**Descrição da tarefa:** Extraia do texto do exercício, sem qualquer alteração, o trecho que se inicia nas palavras "O terceiro ponto" e termina depois das palavras "coisa. Mas, adiante.".
##### Texto do exercício #####
Fui descobrir esta curiosidade num livro de Orlando Neves, intitulado «Dicionário da origem das frases feitas». A edição é da Lello & Irmão Editores – Porto.

José do Carmo Francisco

Coisas infelizes numa revista chamada Happy

A revista chegou-me às mãos de modo gratuito, embora ostente na capa o seu preço, que é 1 euro e meio. Esse foi o primeiro aspecto insólito. O segundo foi o título em inglês, sendo a revista portuguesa.

O terceiro ponto insólito foi o editorial assinado por Carla Ramos, no qual recorda o dia 20 de Janeiro, dia em que o prédio onde esta revista é feita – o número 11 da Avenida António Augusto de Aguiar, em Lisboa – foi cercado. Escreve a directora que o prédio ficou «seteado» por ambulâncias, bombeiros e polícia. Sitiado é que é, mas passou. Está nos dicionários, mas pelos vistos a revista não tem revisor. Na página 160, surge uma reportagem com um título insólito, também ele: «Um farol no Oceano». Ora se o hotel aí descrito está em Cascais, não me parece que seja no Oceano. Quando muito vê-se do Oceano, que não é a mesma coisa. Mas, adiante.
##### Dados brutos #####
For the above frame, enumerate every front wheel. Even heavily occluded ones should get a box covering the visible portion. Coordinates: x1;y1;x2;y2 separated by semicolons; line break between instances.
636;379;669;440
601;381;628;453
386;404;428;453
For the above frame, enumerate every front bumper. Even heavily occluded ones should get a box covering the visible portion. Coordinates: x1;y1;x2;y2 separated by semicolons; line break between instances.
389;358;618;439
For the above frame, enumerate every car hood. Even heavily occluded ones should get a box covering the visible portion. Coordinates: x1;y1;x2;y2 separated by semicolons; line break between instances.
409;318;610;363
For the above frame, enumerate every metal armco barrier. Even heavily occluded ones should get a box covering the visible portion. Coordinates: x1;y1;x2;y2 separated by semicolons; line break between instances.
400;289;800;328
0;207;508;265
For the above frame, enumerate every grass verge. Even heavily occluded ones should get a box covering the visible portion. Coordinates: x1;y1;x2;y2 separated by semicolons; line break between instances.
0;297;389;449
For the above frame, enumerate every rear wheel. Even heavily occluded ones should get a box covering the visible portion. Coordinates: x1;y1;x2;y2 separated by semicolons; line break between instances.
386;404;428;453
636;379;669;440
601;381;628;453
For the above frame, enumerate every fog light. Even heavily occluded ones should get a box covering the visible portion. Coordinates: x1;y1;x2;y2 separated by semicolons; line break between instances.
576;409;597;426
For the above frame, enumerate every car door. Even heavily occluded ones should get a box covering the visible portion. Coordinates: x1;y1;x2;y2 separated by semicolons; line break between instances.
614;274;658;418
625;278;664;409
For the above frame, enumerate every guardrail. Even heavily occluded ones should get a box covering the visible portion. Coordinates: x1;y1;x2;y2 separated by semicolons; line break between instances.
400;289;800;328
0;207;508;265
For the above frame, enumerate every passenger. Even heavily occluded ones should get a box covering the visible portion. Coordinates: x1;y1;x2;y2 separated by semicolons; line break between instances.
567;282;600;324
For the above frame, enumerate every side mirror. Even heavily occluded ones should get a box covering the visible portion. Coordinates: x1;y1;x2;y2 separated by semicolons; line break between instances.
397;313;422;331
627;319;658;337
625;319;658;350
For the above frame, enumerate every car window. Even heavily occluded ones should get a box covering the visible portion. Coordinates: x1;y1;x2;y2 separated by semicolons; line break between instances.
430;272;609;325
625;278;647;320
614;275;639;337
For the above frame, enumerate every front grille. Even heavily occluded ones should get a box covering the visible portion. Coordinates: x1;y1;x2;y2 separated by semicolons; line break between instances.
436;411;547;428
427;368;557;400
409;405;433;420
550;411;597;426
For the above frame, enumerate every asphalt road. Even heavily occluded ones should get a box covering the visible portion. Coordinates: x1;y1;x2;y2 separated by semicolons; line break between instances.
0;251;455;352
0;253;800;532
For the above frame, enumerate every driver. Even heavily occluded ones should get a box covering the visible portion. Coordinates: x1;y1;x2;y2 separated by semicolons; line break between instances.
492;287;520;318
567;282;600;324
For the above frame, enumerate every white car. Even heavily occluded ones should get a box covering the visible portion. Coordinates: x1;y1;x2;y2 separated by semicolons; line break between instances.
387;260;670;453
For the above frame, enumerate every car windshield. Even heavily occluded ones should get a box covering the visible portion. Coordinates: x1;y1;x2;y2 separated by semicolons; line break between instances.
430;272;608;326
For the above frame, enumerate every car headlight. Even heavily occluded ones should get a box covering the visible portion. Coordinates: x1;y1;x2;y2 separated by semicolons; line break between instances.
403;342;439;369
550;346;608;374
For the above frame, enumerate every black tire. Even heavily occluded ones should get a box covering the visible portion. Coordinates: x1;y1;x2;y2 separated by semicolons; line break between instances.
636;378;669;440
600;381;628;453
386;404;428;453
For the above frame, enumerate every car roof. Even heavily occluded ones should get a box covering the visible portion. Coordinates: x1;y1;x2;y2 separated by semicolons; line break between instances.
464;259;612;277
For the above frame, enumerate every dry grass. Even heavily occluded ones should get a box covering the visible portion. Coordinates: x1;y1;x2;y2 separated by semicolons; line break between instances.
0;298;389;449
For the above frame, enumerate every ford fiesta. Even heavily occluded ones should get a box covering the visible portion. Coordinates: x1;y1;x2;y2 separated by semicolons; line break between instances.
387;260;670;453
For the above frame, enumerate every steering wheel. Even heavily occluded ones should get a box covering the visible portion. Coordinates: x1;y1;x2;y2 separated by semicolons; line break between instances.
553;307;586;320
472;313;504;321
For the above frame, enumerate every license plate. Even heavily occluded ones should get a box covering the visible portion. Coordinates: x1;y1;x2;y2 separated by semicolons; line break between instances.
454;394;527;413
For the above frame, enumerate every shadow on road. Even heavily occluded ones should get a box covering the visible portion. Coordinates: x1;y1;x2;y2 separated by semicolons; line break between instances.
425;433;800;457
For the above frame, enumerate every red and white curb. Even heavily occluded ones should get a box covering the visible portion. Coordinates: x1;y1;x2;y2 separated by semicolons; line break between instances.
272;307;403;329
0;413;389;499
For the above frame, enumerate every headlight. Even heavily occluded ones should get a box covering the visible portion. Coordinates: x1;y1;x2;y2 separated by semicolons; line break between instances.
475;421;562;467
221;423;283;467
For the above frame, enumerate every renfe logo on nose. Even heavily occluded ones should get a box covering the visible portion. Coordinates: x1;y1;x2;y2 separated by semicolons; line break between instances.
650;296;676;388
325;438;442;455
#####
**Caixa de resposta:**
O terceiro ponto insólito foi o editorial assinado por Carla Ramos, no qual recorda o dia 20 de Janeiro, dia em que o prédio onde esta revista é feita – o número 11 da Avenida António Augusto de Aguiar, em Lisboa – foi cercado. Escreve a directora que o prédio ficou «seteado» por ambulâncias, bombeiros e polícia. Sitiado é que é, mas passou. Está nos dicionários, mas pelos vistos a revista não tem revisor. Na página 160, surge uma reportagem com um título insólito, também ele: «Um farol no Oceano». Ora se o hotel aí descrito está em Cascais, não me parece que seja no Oceano. Quando muito vê-se do Oceano, que não é a mesma coisa. Mas, adiante.